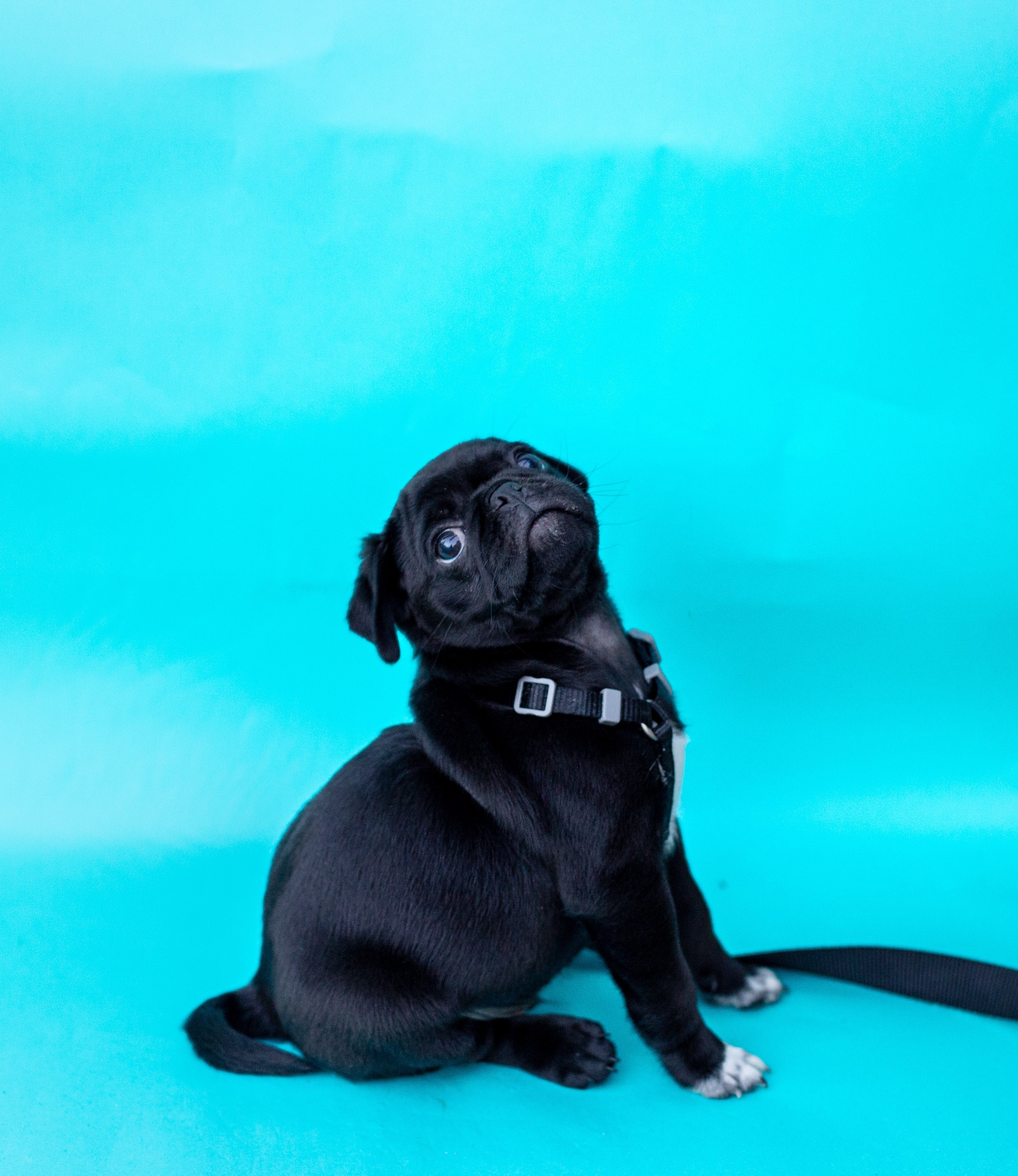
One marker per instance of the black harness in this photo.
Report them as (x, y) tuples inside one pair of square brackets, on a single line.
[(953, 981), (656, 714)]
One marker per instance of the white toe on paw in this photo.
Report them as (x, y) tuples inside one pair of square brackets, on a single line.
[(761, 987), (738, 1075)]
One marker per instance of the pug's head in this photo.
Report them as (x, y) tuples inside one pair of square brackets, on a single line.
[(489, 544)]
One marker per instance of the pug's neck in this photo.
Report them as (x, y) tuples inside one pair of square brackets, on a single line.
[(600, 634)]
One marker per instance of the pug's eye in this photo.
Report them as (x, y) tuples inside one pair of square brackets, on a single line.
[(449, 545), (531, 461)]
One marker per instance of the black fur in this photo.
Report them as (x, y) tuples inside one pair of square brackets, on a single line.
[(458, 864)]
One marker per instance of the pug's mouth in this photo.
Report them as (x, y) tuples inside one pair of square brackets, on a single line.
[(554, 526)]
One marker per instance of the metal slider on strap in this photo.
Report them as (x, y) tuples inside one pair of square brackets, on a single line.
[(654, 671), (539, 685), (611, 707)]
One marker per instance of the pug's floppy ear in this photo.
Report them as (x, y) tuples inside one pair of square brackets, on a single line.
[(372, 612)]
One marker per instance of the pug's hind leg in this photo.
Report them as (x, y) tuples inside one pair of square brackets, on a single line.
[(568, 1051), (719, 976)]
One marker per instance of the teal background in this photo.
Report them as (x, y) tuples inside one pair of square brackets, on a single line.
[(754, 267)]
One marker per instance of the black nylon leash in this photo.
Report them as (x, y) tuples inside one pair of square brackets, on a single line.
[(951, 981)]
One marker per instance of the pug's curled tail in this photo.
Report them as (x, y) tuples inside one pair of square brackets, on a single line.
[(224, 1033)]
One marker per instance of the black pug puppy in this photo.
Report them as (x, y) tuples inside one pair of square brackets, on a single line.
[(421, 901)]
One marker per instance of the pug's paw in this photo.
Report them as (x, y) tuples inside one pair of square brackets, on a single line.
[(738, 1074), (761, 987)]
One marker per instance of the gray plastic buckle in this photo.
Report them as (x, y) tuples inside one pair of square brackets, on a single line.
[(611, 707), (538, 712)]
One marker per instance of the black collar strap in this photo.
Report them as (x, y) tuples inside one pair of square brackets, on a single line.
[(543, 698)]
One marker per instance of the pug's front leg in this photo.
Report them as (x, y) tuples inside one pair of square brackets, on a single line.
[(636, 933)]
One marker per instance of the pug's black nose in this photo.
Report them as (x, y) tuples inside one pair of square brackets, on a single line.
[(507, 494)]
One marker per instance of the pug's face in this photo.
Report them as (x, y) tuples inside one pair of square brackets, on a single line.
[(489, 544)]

============

Without the pictures, retype the whole of the material above exactly.

▸ ANSWER TO THE PROBLEM
One marker per instance of the black harness in this photo.
Report them as (x, y) tuples inside one pair of square brackets, on a single line.
[(953, 981), (656, 714)]
One marker per instance of the white toe on paw in this photo.
Report them as (x, y) tuples inside one pair of square brackets, on a single line.
[(761, 987), (738, 1075)]
One marker per instance of the pug's head in this photo.
Report them as (x, y) tuples inside one pair of square brackets, on a single line.
[(489, 544)]
One marker per instance of the pug's neck in this photo.
Report them as (x, y) tuples inside one pair of square brackets, on a single line.
[(600, 634)]
One marker per instance of the pug's eye in this photo.
Report them as (x, y) tuples inside one pair of square brackets, on a single line.
[(449, 545), (531, 461)]
One marker per instance of the black fur in this photo.
Report them as (x, y) tuples inside one pair of square brackets, on a single line.
[(458, 864)]
One marker per instance of the pug's mouth in this photo.
Report them as (x, y) tuples inside one pair of square brackets, on a single line.
[(554, 526)]
One marker per instance of the metal slider on strap in this photo.
Report them as (x, y) tuples inside one pair of square brackets, on a single line.
[(654, 671), (539, 685), (611, 707)]
One marker per instance of the pug's floppy ear in this photo.
Report them as (x, y) tuples inside one pair of square brackets, on a single line.
[(372, 612)]
One marker per instance of the pug's hind leg in this photo.
Report them as (x, y) tuples inside one pair of square brackets, on a single line.
[(568, 1051), (719, 976)]
One marker per instance of the teal background in this photo.
Report them as (x, y) tuples inside one pair of square brackets, on a single line.
[(754, 267)]
One marker per instance of the black nylon leash in this photo.
Report them as (x, y) tuples inside one pair of square brackets, on a single line.
[(951, 981)]
One marker per instance of the pug's curled tail in this photo.
Report them as (x, y) tuples inside one pair of square brackets, on a single line.
[(224, 1033)]
One marker per instance of the black pug puppy in this photo.
Report them as (x, y) tuples inside one pair of square brackets, on a single line.
[(421, 901)]
One marker per instance of the pug's paw in this photo.
Report them as (x, y) tuples inside one pair of square brackets, on a single line.
[(738, 1074), (761, 987)]
One marker per instance of the gray plastic buckle in this photo.
Report them as (x, y) tuples inside one pair of square brackets, on a single line.
[(611, 707), (538, 712)]
One marker per instance of the black collar strap in this photo.
Report them as (x, y) tuples inside one pair of square brackets, on a single line.
[(543, 698)]
One marker per instance of the pug's front leg in this photo.
Report them as (x, y) tuples inside one pair of square brackets, on a single line.
[(636, 933)]
One marker per instance of the pug's black nose in this photo.
Report them as (x, y) tuples inside one pair of square brackets, on a single line.
[(507, 494)]
One marker per instance of the pug's face in this photo.
Report them as (x, y) tuples inside one pair of square brackets, on a single line.
[(489, 544)]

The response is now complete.